§ **ABOUT THIS EXERCISE**: Below are the records; output them exactly from the first line through the line with "Your task is to locate every instance of letter", stopping there.

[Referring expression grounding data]
§ §
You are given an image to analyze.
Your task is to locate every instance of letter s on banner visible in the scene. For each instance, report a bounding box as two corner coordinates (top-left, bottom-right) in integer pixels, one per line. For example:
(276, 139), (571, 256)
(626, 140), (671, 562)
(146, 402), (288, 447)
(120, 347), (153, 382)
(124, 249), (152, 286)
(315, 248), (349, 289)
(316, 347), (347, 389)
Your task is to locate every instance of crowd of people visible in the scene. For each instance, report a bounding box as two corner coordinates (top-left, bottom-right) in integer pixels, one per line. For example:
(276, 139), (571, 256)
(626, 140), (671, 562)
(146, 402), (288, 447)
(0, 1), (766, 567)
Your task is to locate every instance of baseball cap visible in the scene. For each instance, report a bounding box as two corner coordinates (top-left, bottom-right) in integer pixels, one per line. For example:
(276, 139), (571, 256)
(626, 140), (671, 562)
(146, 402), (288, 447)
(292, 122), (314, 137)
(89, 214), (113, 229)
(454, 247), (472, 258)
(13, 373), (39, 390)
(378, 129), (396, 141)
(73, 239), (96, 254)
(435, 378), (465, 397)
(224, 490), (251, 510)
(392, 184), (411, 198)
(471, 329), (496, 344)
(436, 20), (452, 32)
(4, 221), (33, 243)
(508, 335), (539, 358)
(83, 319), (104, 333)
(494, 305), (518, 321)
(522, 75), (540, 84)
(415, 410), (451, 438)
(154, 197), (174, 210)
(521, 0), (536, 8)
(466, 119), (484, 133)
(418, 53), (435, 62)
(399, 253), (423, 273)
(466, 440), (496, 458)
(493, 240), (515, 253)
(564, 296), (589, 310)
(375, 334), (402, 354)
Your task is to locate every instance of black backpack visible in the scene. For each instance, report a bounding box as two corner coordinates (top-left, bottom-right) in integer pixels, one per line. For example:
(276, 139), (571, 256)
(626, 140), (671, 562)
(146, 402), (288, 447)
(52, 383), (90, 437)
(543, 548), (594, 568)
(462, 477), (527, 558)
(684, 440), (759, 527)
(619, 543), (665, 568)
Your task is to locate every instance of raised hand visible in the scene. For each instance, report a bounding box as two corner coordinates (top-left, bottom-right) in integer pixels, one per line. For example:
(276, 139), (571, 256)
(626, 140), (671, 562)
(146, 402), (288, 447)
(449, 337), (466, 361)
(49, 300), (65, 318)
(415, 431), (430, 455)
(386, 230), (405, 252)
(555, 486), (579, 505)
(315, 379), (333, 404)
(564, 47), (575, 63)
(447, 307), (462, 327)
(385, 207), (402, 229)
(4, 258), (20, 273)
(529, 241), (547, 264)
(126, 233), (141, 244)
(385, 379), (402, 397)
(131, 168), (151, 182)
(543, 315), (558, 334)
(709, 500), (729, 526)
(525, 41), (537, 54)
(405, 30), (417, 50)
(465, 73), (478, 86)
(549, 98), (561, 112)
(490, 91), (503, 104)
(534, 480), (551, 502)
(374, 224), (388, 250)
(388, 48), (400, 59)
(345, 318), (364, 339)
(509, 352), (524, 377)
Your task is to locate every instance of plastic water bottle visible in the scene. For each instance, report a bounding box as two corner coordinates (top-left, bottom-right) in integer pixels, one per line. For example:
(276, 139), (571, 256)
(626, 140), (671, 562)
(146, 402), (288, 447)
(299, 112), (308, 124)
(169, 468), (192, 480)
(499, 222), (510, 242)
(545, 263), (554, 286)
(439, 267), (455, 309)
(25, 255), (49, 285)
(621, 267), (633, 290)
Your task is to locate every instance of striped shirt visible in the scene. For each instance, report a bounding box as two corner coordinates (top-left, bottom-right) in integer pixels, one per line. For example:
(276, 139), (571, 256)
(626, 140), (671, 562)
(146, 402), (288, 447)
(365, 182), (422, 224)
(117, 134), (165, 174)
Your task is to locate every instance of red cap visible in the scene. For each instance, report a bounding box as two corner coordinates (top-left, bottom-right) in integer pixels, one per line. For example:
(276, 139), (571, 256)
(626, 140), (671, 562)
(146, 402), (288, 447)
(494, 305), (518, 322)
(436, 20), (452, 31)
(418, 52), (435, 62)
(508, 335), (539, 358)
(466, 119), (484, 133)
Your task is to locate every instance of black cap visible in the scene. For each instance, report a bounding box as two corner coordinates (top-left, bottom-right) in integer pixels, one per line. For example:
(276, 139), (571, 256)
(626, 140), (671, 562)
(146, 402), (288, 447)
§ §
§ **YOUR RESPONSE**:
You are given an image to analyze.
Your task is to locate every instance of letter s on banner visible in the scene. For each instance, report a bounding box as two corner coordinates (top-left, bottom-right) in integer pixels, one per line. For example:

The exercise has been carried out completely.